> _GIVEN REQUEST_:
Reproduce the lines below word for word, starting at the line that contains "Reviewer check: make sure each instance of the man's" and ending after the line that contains "Reviewer check: make sure each instance of the red". Leave the pictures out.

----- EXTRACTED INFORMATION -----

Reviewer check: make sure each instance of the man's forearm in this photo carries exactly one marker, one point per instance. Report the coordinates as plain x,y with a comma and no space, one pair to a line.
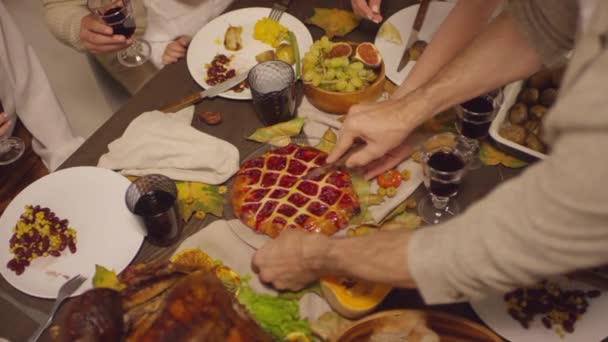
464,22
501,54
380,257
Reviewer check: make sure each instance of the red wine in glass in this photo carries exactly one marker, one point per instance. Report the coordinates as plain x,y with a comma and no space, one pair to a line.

-----
----- EXTRACTED INFORMATION -----

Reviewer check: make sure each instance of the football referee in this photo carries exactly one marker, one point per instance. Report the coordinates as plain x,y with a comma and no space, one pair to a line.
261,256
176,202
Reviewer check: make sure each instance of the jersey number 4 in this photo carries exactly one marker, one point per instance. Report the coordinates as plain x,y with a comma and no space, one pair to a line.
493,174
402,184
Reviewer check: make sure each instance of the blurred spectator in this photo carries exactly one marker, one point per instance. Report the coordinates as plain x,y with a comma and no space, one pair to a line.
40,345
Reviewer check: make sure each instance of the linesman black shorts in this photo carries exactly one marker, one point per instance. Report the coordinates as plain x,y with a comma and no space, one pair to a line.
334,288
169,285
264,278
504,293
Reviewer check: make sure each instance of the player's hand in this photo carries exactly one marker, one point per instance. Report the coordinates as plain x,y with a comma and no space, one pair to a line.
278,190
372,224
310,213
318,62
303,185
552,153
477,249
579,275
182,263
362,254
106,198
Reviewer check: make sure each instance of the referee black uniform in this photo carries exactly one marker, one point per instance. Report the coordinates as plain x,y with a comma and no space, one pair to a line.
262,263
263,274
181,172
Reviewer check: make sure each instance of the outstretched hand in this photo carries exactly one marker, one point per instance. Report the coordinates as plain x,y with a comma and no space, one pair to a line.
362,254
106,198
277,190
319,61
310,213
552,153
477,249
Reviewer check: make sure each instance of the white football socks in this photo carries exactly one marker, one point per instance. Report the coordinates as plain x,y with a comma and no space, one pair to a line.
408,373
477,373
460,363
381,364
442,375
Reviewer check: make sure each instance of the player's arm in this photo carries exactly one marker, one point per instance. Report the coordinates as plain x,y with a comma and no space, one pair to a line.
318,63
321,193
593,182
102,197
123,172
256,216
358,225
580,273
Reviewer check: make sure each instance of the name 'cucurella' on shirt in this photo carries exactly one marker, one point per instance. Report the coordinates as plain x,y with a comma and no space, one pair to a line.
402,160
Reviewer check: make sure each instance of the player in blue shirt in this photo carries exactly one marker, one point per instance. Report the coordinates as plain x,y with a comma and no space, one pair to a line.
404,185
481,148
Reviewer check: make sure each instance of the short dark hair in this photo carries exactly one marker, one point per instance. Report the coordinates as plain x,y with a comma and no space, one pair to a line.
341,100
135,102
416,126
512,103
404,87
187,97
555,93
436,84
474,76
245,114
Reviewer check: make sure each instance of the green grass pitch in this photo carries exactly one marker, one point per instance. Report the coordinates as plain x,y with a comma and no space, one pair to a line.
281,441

-----
----- EXTRACTED INFORMATION -----

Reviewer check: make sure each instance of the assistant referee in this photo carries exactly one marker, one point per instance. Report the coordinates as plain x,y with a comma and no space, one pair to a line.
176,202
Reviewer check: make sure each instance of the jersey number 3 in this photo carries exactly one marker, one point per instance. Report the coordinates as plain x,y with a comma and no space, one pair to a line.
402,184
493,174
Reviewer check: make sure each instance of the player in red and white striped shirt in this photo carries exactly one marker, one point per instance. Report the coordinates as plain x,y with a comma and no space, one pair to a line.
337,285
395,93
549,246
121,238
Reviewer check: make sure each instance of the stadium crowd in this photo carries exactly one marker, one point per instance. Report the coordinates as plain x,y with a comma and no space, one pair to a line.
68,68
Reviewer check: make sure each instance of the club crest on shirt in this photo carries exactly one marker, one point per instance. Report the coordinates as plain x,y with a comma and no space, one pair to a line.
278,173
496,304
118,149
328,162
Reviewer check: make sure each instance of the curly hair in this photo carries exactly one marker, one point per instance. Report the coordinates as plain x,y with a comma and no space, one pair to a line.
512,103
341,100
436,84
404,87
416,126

-----

> _OUTPUT OF THE TASK_:
Reviewer check: make sure each instance of the man's forearm in this photo carries exactly one marker, one point per instance. Report the coordinates as plain x,y with a comma and no space, one pair to a line.
464,22
501,54
380,257
Reviewer check: make sure each instance of the red wine in glass in this photo carries exactly one marker, one point per instance. Report the coordinates as plain x,y with a comma and no space, one pair to a line.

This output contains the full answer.